*BRIEF 1:*
Could you repeat, word for word, the part of the passage on Jewish students at Southern colleges starting with "A recent article" and going on through "the article continued."?
*BRIEF 2:*
Which Alabama colleges or universities does the passage on Jewish students at Southern colleges name?
*BRIEF 3:*
Can you pick up the passage on Jewish students at Southern colleges after its final sentence and keep writing?

*PASSAGE PROVIDED:*

################

A recent article on the online news source The Forward reported that more and more Jewish college students are finding their “home away from home” in the South. “The amount of Jewish students attending southern colleges has been sharply on the rise. Pockets of the country that just years ago might have seemed off-limits to Jewish families are now hot in every sense of the word,” the article explains.
“…Southern colleges as a whole have also worked to meet the needs of the Jewish population and make their campuses more attractive to Jewish students. This attention to a strong Judaic infrastructure is no accident,” the article continued.
We certainly see that trend on Alabama’s college campuses. Birmingham-Southern College, which established a scholarship for Jewish students, is working to recruit more Jewish students to the school. Additionally, BSC is focusing on creating a strong Jewish student group that will be an affiliate of Hillel. The Birmingham Jewish Federation is working closely with BSC to get this group up and running.
The University of Alabama has done a magnificent job of dramatically increasing its Jewish student population over the past 10 years. Thanks to the hard work of Hillel, which is funded by both the Birmingham Jewish Federation and the Birmingham Jewish Foundation, Alabama’s Jewish student population is thriving. And Jews from all over the US are considering University of Alabama to be their home for the next four years of their lives.
And, as Birmingham Jewish Foundation Executive Director Sally Friedman pointed out in a recent Update story, Auburn’s Hillel is gaining traction and creating a multitude of different programs for Jewish students. The BJF and the Birmingham Jewish Foundation also help Auburn Hillel fund some of their projects and events.

################

*DATASET CONTENT:*
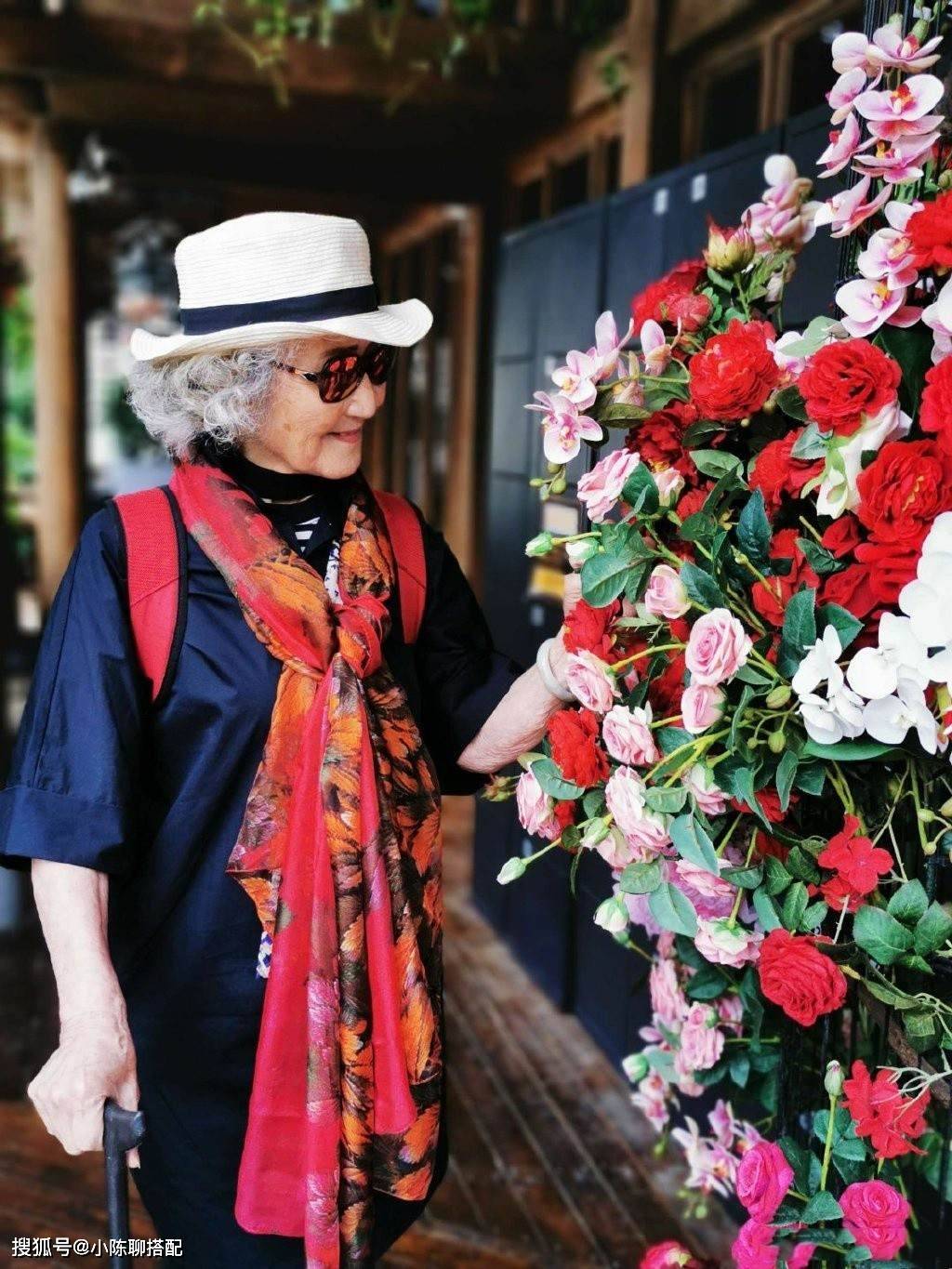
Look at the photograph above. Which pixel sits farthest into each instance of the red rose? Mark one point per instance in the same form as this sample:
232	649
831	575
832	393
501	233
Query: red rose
574	736
844	381
857	863
589	629
876	1216
777	471
903	490
935	406
799	977
931	233
671	298
890	1120
659	439
771	598
734	373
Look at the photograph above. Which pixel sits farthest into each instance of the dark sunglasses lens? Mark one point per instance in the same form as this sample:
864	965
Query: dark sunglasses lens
379	362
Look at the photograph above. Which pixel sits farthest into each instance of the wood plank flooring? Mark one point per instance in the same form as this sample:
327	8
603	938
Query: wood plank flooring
549	1165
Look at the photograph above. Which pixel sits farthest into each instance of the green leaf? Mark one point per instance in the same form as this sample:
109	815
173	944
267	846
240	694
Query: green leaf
765	911
701	587
794	906
843	622
694	844
909	904
753	532
799	631
847	750
881	934
603	577
786	773
819	559
792	403
640	491
715	462
673	910
822	1207
777	876
552	781
933	931
640	879
666	800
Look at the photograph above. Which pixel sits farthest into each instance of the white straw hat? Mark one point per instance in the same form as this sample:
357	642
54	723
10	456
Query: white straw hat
278	275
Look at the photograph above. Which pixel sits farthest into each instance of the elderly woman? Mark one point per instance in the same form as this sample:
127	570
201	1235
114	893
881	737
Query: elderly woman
239	880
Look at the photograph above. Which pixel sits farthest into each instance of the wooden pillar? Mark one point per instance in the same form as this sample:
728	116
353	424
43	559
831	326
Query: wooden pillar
639	100
59	480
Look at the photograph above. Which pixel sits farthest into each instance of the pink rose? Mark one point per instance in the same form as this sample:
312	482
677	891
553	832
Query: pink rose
602	487
753	1247
590	681
763	1179
628	736
625	796
701	706
535	809
666	594
718	647
668	1255
699	783
701	1039
721	943
876	1216
668	1001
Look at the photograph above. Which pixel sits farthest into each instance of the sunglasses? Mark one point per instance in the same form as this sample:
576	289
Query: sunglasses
340	375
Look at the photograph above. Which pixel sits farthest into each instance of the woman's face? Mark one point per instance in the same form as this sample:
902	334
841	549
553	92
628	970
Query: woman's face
302	433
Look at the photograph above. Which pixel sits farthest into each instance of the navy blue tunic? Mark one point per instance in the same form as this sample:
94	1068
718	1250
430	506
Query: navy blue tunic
153	796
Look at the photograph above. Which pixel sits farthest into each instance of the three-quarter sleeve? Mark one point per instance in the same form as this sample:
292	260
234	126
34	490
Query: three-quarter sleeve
70	793
462	674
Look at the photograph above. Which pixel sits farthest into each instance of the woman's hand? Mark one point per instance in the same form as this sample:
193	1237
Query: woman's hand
96	1060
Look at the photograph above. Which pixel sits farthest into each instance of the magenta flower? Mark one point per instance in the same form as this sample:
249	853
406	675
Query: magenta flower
843	146
850	208
563	428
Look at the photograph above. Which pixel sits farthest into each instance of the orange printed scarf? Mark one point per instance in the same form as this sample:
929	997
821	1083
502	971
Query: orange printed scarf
340	852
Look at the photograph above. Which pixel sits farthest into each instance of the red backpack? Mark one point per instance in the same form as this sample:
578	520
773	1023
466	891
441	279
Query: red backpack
155	566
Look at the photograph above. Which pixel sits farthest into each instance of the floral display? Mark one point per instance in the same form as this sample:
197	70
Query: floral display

################

*TASK RESULT 1:*
A recent article on the online news source The Forward reported that more and more Jewish college students are finding their “home away from home” in the South. “The amount of Jewish students attending southern colleges has been sharply on the rise. Pockets of the country that just years ago might have seemed off-limits to Jewish families are now hot in every sense of the word,” the article explains.
“…Southern colleges as a whole have also worked to meet the needs of the Jewish population and make their campuses more attractive to Jewish students. This attention to a strong Judaic infrastructure is no accident,” the article continued.

*TASK RESULT 2:*
Birmingham-Southern College (BSC)
University of Alabama
Auburn

*TASK RESULT 3:*
As someone who was once a Jewish student at an Alabama college (Birmingham-Southern College, to be exact), I can say that while the Jewish student population may not be as large as some Northern counterparts, that doesn’t mean that the community created isn’t strong and powerful. The Forward elaborates on how many students strengthen their Jewish roots when they attend a southern school.
“For many students, attending college in the south is more than a chance to wear a ‘Shalom Y’all’ t-shirt. It’s a welcome respite from what they know. The teenage years are the sweet spot in terms of personal development and the concept of going to college in a place so culturally different is appealing. It also potentially has the reverse effect than a common parental worry that they will abandon of their roots. Many students report that their Jewish practice and values have been strengthened by virtue of being a true minority on campus,” the article explains.
So, while Jewish students may be small in numbers on southern college campuses, that doesn’t mean that there isn’t a mighty feeling amongst those students. If you have any doubts, I encourage you to talk to a Jewish student on a southern campus. In fact, I bet some of our southern hospitality has rubbed off on them – they may even invite you for Shabbat dinner to see for yourself!